_SET TASK:_
Reproduce all of the lines below, including their requests, adding 66 to every x and y coordinate given in the answers. Omit the pictures from your response.

Pointing records:
________________

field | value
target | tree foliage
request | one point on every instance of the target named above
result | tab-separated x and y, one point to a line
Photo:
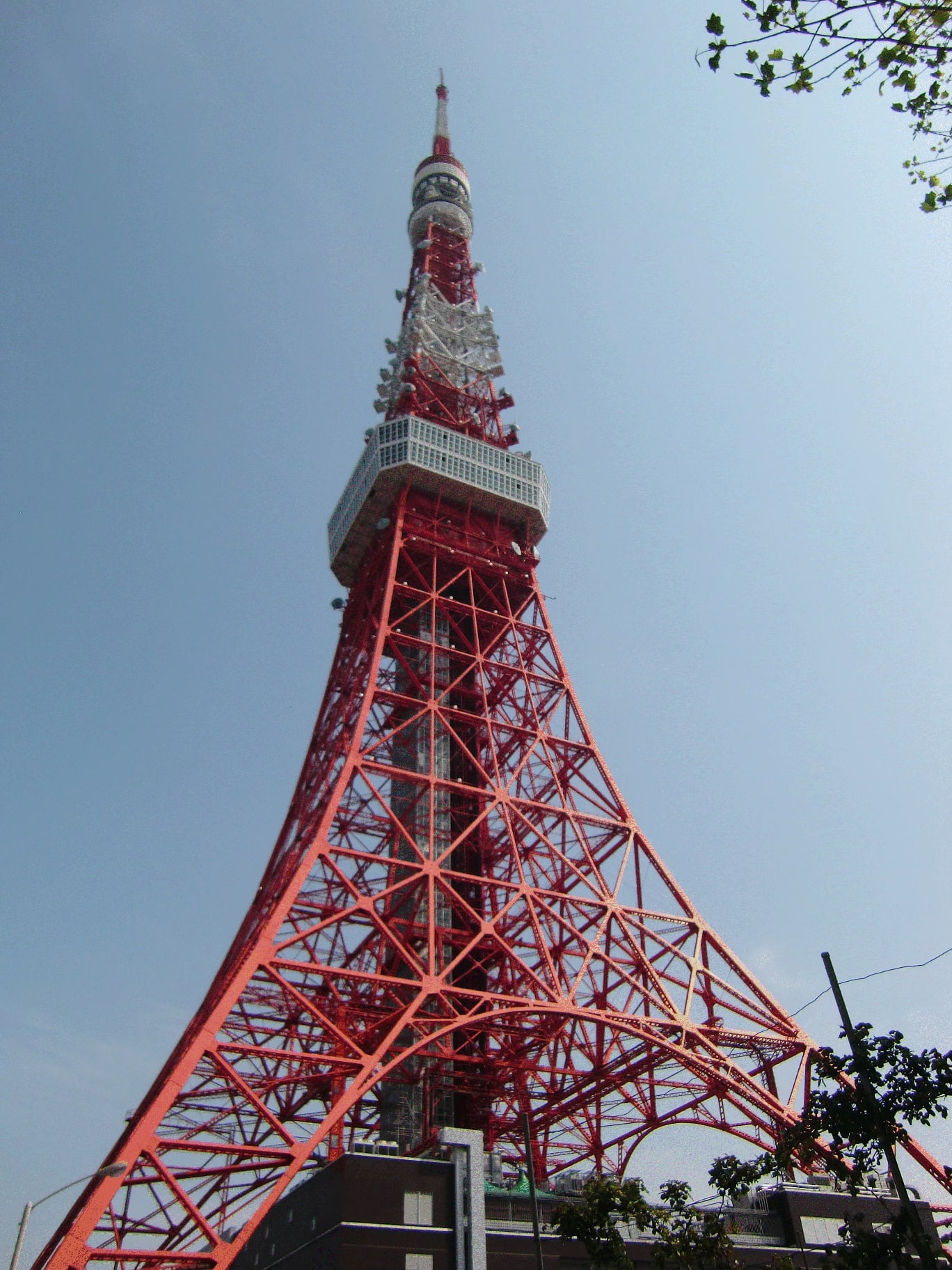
687	1239
839	1132
907	49
907	1089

________________

_ANSWER IN FULL:_
field | value
target | tree foliage
request | one point on every instance of the target named above
result | tab-separated x and y, one point to a line
Photo:
753	1305
905	1198
973	115
973	1155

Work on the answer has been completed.